+++ Source text +++

On my first day in the Games Workshop miniatures design studio I was thrilled to be shown to my desk alongside the mighty Darren Latham. Once I’d recovered sufficiently from this excitement I was delighted to find that he was in the process of sculpting a new version of Drazhar (with plenty of input from the legendary Jes Goodwin of course).
Long time readers of my blog may remember that I tried my hand at sculpting my own version of Drazhar before I joined GW, based on some codex artwork. Although I was quite pleased with it at the time, looking back on this piece now it’s quite obvious that I got the proportions wrong, among various other deficiencies. So I was really pleased to get my hands on the fantastic new version. It’s a lovely kit, goes together really nicely, and can be almost fully assembled before painting (I think I painted the head separately).
I wanted to revisit the green armour I used previously, so I went with a similar colour scheme to my previous version. For the armour I used incubi darkness, kabalite green and sybarite green, mixing white into the final highlights and shading the deepest recesses with a mix of naggaroth night and black. Rather than using gold I went with silver non metallic metal, and the spot colour was moot green.
I’m afraid there won’t be a painting tutorial for this miniature as I didn’t take many photos during the painting process but I’m pleased to say that my Etsy shop is now open again and there will be some new guides coming soon!
Update: There’s now a full painting guide for this miniature available here.
Due to my own idiocy I didn’t think I would be able to attend Warhammer Fest until a few weeks before it took place. Consequently I hadn’t given much thought to an entry, but when I realised that I had got my dates wrong it was clear that I needed to get my skates on and finish the space marine I was painting!

+++ Extracted records +++

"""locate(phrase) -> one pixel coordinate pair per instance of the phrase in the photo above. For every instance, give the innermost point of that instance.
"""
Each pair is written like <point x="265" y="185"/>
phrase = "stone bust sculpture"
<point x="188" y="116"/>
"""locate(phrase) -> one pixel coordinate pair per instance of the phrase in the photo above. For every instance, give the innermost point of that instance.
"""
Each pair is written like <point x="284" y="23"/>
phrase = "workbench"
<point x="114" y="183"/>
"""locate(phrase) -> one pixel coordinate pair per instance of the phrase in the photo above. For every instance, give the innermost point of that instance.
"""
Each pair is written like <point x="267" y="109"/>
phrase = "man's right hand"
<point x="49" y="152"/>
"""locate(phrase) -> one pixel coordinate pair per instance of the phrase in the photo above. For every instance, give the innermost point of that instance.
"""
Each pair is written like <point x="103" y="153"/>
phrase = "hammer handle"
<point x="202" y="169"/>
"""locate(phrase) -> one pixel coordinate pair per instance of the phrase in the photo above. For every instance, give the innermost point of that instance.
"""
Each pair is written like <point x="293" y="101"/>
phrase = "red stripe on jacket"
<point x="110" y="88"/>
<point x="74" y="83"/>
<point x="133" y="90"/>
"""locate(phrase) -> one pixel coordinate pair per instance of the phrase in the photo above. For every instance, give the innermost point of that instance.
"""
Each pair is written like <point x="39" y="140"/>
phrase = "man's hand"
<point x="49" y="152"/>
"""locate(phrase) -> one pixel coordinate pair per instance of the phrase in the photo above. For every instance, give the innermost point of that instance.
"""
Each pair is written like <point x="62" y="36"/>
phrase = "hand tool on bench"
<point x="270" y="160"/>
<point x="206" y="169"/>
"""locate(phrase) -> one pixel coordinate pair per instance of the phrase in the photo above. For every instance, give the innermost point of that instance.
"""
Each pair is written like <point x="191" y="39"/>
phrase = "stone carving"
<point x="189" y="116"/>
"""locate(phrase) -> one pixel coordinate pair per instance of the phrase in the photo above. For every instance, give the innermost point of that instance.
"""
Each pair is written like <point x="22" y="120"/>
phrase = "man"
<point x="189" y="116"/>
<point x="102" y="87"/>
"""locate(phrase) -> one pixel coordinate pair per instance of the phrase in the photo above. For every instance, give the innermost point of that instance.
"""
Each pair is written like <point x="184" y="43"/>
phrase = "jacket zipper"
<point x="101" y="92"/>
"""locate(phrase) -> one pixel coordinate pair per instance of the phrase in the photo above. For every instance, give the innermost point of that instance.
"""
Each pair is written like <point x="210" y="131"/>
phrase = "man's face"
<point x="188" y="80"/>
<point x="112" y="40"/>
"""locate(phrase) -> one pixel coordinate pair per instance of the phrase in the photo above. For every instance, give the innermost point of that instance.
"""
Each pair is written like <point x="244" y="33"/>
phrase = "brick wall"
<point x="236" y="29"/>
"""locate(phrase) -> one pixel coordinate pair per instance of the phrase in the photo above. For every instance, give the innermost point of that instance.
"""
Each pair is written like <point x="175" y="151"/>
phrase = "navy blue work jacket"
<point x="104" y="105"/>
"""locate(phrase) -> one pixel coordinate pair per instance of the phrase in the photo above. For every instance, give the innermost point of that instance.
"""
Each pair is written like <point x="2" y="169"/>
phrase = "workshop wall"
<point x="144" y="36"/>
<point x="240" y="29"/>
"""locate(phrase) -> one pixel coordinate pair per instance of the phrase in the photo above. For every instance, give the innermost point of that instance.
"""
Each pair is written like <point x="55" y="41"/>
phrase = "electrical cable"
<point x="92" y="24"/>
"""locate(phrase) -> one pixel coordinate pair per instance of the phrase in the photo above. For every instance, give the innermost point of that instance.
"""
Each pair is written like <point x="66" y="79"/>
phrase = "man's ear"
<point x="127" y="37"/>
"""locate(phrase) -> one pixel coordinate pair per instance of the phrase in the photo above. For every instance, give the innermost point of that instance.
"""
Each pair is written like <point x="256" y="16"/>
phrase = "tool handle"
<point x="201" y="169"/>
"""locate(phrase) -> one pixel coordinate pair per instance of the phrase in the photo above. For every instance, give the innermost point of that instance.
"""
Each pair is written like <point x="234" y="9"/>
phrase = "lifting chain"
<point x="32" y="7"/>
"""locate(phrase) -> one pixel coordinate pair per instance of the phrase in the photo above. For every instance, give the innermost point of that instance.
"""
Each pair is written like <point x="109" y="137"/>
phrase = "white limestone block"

+++

Please repeat the Drazhar blog post word for word from "On my first" to "the head separately).". These items are separate material and do not belong to the Drazhar blog post.

→ **In response**:
On my first day in the Games Workshop miniatures design studio I was thrilled to be shown to my desk alongside the mighty Darren Latham. Once I’d recovered sufficiently from this excitement I was delighted to find that he was in the process of sculpting a new version of Drazhar (with plenty of input from the legendary Jes Goodwin of course).
Long time readers of my blog may remember that I tried my hand at sculpting my own version of Drazhar before I joined GW, based on some codex artwork. Although I was quite pleased with it at the time, looking back on this piece now it’s quite obvious that I got the proportions wrong, among various other deficiencies. So I was really pleased to get my hands on the fantastic new version. It’s a lovely kit, goes together really nicely, and can be almost fully assembled before painting (I think I painted the head separately).